----- Entries -----

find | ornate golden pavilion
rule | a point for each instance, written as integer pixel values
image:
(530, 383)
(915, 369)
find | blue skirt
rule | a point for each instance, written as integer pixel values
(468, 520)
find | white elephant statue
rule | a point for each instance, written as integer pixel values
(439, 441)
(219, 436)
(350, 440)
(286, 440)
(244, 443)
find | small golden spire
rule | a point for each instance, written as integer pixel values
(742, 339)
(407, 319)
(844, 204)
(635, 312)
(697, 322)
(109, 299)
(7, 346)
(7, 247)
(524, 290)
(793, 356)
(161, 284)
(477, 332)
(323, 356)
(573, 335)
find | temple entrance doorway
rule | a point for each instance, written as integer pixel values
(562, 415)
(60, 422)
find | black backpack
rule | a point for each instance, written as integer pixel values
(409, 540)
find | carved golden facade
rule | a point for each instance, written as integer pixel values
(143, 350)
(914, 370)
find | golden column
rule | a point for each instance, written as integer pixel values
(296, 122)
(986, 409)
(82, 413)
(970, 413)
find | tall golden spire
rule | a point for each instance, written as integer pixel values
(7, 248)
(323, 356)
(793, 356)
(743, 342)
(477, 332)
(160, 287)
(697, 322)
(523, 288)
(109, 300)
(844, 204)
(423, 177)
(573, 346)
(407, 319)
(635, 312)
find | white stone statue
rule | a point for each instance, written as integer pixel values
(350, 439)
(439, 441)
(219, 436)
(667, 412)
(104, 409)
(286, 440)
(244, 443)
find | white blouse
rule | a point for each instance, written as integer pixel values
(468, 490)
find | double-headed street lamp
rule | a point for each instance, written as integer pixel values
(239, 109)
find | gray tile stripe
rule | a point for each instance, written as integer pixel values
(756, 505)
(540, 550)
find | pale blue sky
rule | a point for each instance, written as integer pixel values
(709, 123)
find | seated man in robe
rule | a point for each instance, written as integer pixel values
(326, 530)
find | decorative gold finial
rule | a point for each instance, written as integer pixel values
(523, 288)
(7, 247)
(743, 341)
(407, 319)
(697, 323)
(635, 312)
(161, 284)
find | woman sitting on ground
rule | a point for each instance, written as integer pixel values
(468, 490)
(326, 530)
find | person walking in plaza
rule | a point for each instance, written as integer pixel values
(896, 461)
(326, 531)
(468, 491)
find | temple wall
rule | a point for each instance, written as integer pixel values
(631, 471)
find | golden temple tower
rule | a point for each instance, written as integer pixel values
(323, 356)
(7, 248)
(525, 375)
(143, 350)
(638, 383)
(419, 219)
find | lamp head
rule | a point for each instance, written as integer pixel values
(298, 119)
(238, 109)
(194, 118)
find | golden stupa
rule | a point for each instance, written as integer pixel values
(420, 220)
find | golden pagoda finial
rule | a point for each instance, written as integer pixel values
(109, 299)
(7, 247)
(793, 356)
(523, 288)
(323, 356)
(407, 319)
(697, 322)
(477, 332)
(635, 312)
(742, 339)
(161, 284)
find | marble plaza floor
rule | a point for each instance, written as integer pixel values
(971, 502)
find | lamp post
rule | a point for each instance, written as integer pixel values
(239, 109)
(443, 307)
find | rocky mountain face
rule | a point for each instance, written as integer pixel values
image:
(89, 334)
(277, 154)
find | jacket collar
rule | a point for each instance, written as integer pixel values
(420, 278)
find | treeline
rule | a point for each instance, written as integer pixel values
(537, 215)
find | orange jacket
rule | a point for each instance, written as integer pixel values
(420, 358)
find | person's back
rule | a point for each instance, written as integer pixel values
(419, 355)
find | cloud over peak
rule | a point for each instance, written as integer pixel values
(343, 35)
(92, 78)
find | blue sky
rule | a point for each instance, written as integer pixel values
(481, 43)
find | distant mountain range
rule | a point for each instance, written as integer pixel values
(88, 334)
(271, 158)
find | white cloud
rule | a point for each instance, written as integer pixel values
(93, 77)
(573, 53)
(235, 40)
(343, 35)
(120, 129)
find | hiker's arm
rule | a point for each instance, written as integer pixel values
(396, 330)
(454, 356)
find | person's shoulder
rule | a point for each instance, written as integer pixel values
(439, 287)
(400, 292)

-----

= Set task =
Render every line of the items above as a JSON list of strings, one string per line, with blank lines omitted.

= Output for this task =
[
  "find | ornate golden pavilion",
  "rule | a point for each instance, written as integer pixel values",
  "image:",
  "(530, 383)",
  "(915, 369)",
  "find | blue skirt",
  "rule | a point for each instance, written as integer pixel values",
  "(468, 520)",
  "find | white elephant statue",
  "rule | a point for each instance, written as integer pixel values",
  "(439, 441)",
  "(219, 436)",
  "(350, 440)",
  "(286, 440)",
  "(244, 443)",
  "find | small golden spire",
  "rule | a point for each instance, written as integer pixel values",
  "(742, 339)",
  "(407, 319)",
  "(844, 204)",
  "(635, 312)",
  "(697, 322)",
  "(109, 299)",
  "(7, 346)",
  "(7, 247)",
  "(524, 290)",
  "(793, 356)",
  "(161, 284)",
  "(477, 332)",
  "(323, 356)",
  "(573, 335)",
  "find | temple entrance doorway",
  "rule | a point for each instance, written as integer pixel values",
  "(562, 415)",
  "(60, 422)",
  "find | black backpack",
  "rule | a point for each instance, written as integer pixel values",
  "(409, 540)",
  "find | carved golden facade",
  "rule | a point for each instance, written as integer pixel values",
  "(143, 350)",
  "(914, 370)",
  "find | golden column",
  "rule | a point for each instance, written as integer pixel values",
  "(296, 122)",
  "(986, 409)",
  "(82, 413)",
  "(970, 413)",
  "find | tall golden spire",
  "rule | a point for each instance, written as integer pixel values",
  "(7, 248)",
  "(323, 356)",
  "(793, 356)",
  "(743, 342)",
  "(477, 332)",
  "(160, 287)",
  "(697, 322)",
  "(523, 288)",
  "(109, 300)",
  "(844, 204)",
  "(423, 177)",
  "(573, 346)",
  "(407, 319)",
  "(635, 312)",
  "find | white stone statue",
  "rule | a point for each instance, written as integer pixel values",
  "(350, 439)",
  "(439, 441)",
  "(219, 436)",
  "(667, 412)",
  "(104, 409)",
  "(286, 440)",
  "(244, 443)",
  "find | white blouse",
  "rule | a point for each instance, written as integer pixel values",
  "(468, 490)",
  "find | double-headed street lamp",
  "rule | a point for each instance, written as integer pixel values",
  "(239, 109)",
  "find | gray tile stripe",
  "rule | a point for each instance, written as integer pixel values",
  "(756, 505)",
  "(540, 550)",
  "find | pale blue sky",
  "rule | a point for each instance, written as integer pixel values",
  "(709, 123)",
  "find | seated man in robe",
  "rule | a point for each instance, written as integer pixel values",
  "(326, 530)",
  "find | decorative gold finial",
  "rule | a point for each instance, written as integer pixel values",
  "(523, 288)",
  "(7, 247)",
  "(743, 341)",
  "(407, 319)",
  "(697, 323)",
  "(635, 312)",
  "(161, 284)",
  "find | woman sitting on ground",
  "rule | a point for each instance, written as integer pixel values",
  "(468, 490)",
  "(326, 530)",
  "find | person walking in plaza",
  "rule | a point for each instance, written as integer pixel values",
  "(896, 461)",
  "(326, 531)",
  "(468, 491)",
  "find | temple wall",
  "rule | a point for each instance, written as integer pixel values",
  "(631, 471)",
  "find | golden temple tower",
  "rule | a point for each instance, written as integer pixel values",
  "(323, 356)",
  "(7, 248)",
  "(525, 375)",
  "(143, 350)",
  "(638, 383)",
  "(419, 219)",
  "find | lamp head",
  "rule | a point for each instance, written as integer pixel values",
  "(298, 119)",
  "(238, 109)",
  "(194, 118)",
  "find | golden stupa",
  "rule | a point for each instance, written as integer pixel values",
  "(420, 220)",
  "find | golden pagoda finial",
  "rule | a point for each instance, written as integer pixel values",
  "(109, 299)",
  "(7, 247)",
  "(793, 356)",
  "(523, 288)",
  "(323, 356)",
  "(407, 319)",
  "(697, 322)",
  "(477, 332)",
  "(635, 312)",
  "(742, 339)",
  "(161, 284)",
  "find | marble plaza floor",
  "rule | a point for each instance, written as integer pixel values",
  "(971, 502)",
  "find | lamp post",
  "rule | a point for each instance, written as integer pixel values",
  "(239, 109)",
  "(443, 307)",
  "find | rocky mountain face",
  "rule | a point for each instance, written as integer pixel values",
  "image:",
  "(89, 334)",
  "(277, 154)",
  "find | jacket collar",
  "rule | a point for each instance, written as integer pixel values",
  "(420, 278)",
  "find | treeline",
  "rule | a point for each instance, written as integer pixel values",
  "(537, 215)",
  "find | orange jacket",
  "rule | a point for each instance, written as integer pixel values",
  "(420, 358)",
  "find | person's back",
  "rule | a point for each instance, written as integer pixel values",
  "(419, 355)",
  "find | cloud over peak",
  "rule | a point for each instance, written as integer pixel values",
  "(343, 35)",
  "(92, 78)",
  "find | blue sky",
  "rule | a point for each instance, written as integer pixel values",
  "(481, 43)",
  "find | distant mountain range",
  "rule | a point for each instance, written as integer pixel values",
  "(88, 334)",
  "(271, 158)",
  "find | white cloud",
  "rule | a point for each instance, written as integer pixel values",
  "(93, 77)",
  "(573, 53)",
  "(235, 40)",
  "(343, 35)",
  "(120, 129)",
  "find | hiker's arm",
  "rule | a point for each instance, written as integer pixel values",
  "(396, 330)",
  "(454, 356)",
  "find | person's shoulder",
  "rule | a point for each instance, written as integer pixel values",
  "(439, 287)",
  "(400, 292)"
]